■ **PAGE EXCERPT**:

US-20260128049-A1 - METHOD, APPARATUS, AND MEDIUM FOR ENCODING AND DECODING OF AUDIO BITSTREAMS WITH FLEXIBLE BLOCK-BASED SYNTAX

US20260128049A1US 20260128049 A1US20260128049 A1US 20260128049A1US-20260128049-A1

Abstract

A method for transmitting audio signals of an immersive audio program, the method comprising: generating packets of data comprising portions of a bitstream of the audio signals, wherein the bitstream comprises a plurality of frames, wherein each frame of the plurality of frames comprises a plurality of blocks, wherein the generating comprises: assembling a packet of data comprising one or more blocks of the plurality of blocks, wherein blocks from different frames are combined into a single packet and/or blocks are transmitted out of order; and transmitting the packets of data via a packet-based network.

Inventors

Holger Hoerich
Malte Schmidt
Heiko Purnhagen
Kristofer Kjorling
Christof Joseph FERSCH
Daniel Fischer

Assignees

DOLBY INTERNATIONAL AB

Dates

Publication Date: 20260507
Application Date: 20230915

Claims (18)

■ **INFORMATION GIVEN**:
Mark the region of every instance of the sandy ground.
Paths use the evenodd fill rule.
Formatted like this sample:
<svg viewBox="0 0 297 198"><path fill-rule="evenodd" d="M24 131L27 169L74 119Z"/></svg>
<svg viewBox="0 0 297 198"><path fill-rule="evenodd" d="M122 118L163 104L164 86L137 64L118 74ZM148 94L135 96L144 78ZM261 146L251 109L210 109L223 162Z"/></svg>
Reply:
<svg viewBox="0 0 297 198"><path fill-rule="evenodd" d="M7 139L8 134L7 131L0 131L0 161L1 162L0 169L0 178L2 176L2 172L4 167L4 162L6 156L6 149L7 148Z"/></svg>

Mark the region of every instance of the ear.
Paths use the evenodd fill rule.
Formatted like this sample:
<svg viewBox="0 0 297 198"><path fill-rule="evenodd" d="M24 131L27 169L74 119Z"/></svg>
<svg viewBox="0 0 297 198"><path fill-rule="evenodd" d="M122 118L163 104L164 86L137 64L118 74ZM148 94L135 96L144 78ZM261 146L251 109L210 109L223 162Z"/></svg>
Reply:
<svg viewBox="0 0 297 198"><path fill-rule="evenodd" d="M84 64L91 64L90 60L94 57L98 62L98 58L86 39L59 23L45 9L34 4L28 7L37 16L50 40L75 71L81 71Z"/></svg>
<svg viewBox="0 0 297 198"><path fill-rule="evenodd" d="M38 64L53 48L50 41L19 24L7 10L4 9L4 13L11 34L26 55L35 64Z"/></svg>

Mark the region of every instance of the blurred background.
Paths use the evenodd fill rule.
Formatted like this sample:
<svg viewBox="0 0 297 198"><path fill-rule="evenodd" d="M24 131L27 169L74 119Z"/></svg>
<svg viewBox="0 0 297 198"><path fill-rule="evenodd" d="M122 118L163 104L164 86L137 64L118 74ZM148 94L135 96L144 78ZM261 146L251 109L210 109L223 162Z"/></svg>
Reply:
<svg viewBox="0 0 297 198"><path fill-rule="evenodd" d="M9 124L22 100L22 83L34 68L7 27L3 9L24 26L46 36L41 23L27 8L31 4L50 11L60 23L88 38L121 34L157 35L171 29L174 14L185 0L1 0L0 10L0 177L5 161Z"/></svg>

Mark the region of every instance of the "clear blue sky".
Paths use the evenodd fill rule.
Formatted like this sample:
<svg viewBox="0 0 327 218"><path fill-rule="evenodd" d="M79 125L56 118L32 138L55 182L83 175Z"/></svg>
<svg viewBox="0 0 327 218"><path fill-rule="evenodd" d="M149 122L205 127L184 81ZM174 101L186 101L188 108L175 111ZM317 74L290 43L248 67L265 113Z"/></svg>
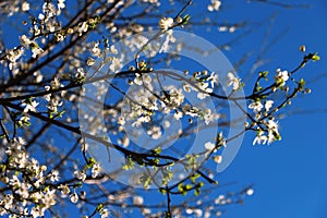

■ **REQUESTS**:
• A. In the patent excerpt, over what kind of network are the packets of data transmitted?
• B. Carry on the patent excerpt on audio bitstream encoding from the point where it stops.

■ **EXPECTED RESPONSES**:
• A. A packet-based network.

• B.
1 . A method for transmitting audio signals of an immersive audio program, the method comprising: generating packets of data comprising portions of a bitstream of the audio signals, wherein the bitstream comprises a plurality of frames, wherein each frame of the plurality of frames comprises a plurality of blocks, wherein the generating comprises: assembling a packet of data comprising one or more blocks of the plurality of blocks, wherein blocks from different frames are combined into a single packet and/or blocks are transmitted out of order; and transmitting the packets of data via a packet-based network.
2 . The method of claim 1 , wherein each block of the plurality of blocks comprises identifying information.
3 . The method of claim 2 , wherein the identifying information comprises at least one of a block ID, where the block ID indicates which set of signals of the entire immersive audio program is carried by that block, a corresponding frame number associated with the block, and/or a priority for retransmission, where a high priority for retransmission signals that this block shall be preferred at the decoder over another block with the same block ID and frame counter but lower priority for retransmission.
4 . The method of claim 1 , wherein each frame of the plurality of frames carries audio data, preferably all audio data, that represents a continuous segment, such as a time period, of the audio signals of the immersive audio program with a start time, an end time, and a duration.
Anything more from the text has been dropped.